A grieving father stormed out of court after the driver who ran over his 11-year-old daughter avoided jail time.
Matthew Boshell told a judge ‘this is a s***show’ and described how he had to make the devastating decision to turn off Isabelle’s life support after the horrific crash on October 22.
The Warwick Crown Court heard how 53-year-old Ola Onubogu was over the speed limit when he struck the young girl.
Isabelle was rushed to a hospital where she died four days later.
Judge Anthony Potter told Onubogu: “There is nothing you can do and nothing I can do that can possibly take away the pain Isabelle’s family suffer and will continue to suffer for the rest of their lives.
“You accept you were travelling at greater than the speed limit and at a stage where you approached where Isabelle was walking there is a pedestrian crossing and ‘slow’ painted on the surface.
“She came from the right side, running between traffic behind a van, and because of your speed you were unable to stop.”

> **Data under study**:
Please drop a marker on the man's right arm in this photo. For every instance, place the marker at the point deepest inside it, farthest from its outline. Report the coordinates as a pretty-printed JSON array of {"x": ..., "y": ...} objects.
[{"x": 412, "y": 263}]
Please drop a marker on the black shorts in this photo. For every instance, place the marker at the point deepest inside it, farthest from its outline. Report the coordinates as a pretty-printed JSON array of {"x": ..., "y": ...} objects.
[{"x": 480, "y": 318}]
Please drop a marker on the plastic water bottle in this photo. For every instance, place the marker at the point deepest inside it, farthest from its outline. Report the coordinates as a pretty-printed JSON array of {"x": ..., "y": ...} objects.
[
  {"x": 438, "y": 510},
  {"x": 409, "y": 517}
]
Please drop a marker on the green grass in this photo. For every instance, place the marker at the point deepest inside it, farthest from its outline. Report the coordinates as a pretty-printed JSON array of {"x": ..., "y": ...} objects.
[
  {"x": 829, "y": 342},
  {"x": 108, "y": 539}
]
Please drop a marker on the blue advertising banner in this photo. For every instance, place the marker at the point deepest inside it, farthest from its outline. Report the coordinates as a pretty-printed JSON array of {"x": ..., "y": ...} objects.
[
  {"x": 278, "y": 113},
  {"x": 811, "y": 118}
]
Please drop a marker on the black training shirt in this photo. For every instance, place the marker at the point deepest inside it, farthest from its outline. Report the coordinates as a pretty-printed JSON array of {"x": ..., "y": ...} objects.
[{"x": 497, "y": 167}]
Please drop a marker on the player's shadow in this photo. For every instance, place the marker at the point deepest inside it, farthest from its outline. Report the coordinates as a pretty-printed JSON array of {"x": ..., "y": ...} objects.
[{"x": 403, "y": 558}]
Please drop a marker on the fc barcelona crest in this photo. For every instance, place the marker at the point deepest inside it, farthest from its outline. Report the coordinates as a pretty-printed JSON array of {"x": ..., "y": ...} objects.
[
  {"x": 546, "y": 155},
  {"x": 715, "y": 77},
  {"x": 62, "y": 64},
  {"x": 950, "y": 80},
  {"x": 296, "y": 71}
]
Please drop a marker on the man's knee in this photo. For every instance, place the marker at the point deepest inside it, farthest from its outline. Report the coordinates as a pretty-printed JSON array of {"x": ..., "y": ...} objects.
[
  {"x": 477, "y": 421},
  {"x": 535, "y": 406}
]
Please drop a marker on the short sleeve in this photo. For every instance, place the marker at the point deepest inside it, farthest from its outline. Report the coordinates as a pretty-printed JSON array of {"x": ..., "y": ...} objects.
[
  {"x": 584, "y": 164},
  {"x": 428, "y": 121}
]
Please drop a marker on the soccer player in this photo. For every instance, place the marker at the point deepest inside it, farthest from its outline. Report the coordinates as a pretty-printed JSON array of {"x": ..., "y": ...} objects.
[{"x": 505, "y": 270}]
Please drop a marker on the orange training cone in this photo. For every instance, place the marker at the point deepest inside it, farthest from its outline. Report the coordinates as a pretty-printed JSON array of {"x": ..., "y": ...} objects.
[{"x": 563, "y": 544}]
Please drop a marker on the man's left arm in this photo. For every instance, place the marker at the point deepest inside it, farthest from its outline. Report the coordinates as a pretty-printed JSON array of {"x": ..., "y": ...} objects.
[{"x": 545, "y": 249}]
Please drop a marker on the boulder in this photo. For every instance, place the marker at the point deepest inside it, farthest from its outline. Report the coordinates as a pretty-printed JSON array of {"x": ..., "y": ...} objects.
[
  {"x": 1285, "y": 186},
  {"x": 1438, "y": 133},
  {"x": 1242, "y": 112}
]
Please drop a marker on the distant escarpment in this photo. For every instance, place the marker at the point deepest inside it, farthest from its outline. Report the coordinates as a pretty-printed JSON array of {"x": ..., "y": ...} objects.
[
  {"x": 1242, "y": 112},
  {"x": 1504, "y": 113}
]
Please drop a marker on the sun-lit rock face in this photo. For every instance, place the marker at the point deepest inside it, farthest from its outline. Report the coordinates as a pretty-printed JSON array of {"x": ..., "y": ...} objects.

> **Instructions**:
1) Answer these questions from the court report about the crash that killed Isabelle.
(a) How old was Isabelle?
(b) In which court was the case heard?
(c) How many days after the crash did Isabelle die?
2) Carry the court report about Isabelle's death forward, starting after its final sentence.

> **Solved problems**:
1)
(a) 11
(b) Warwick Crown Court
(c) Four days

2)
“You are a parent yourself. It is impossible to imagine what goes through a parent’s mind when they are faced with the decision on whether they should allow life support to be withdrawn – and they had to make that decision,” the judge continued.
“There are no words that could possibly express the loss the Boshell family has suffered.
“Had you obeyed the speed limit on that road, no matter how unpredictable Isabelle’s actions might have been, you would have been able to avoid that accident.”
Graham Russell, prosecuting, also said: “Many children cannot judge how fast cars are going or how far away they are, and it may have been shielded from her view by another car travelling in the opposite direction.
“She began to run across the road.
“If the defendant did not see her start to run, she would first have been visible just a second later when she emerged from the rear of a passing van.”
The schoolgirl was taken to Birmingham Children’s Hospital but she died four days later.
Before Mr. Boshel walked out of court, he read a statement and said: “Every day I wake up and have to come to the realisation that Isabelle is no longer with us.
“The pain left behind is like nothing I have ever felt. It is with me every second I am awake.
“When they turned the machine off we watched her lips turn blue and her hands go cold.
“Walking out of the room was the hardest thing I have ever had to do.”
Onubogu also said in a statement: “I have children of my own and cannot believe my actions have placed the family of another child in such pain.”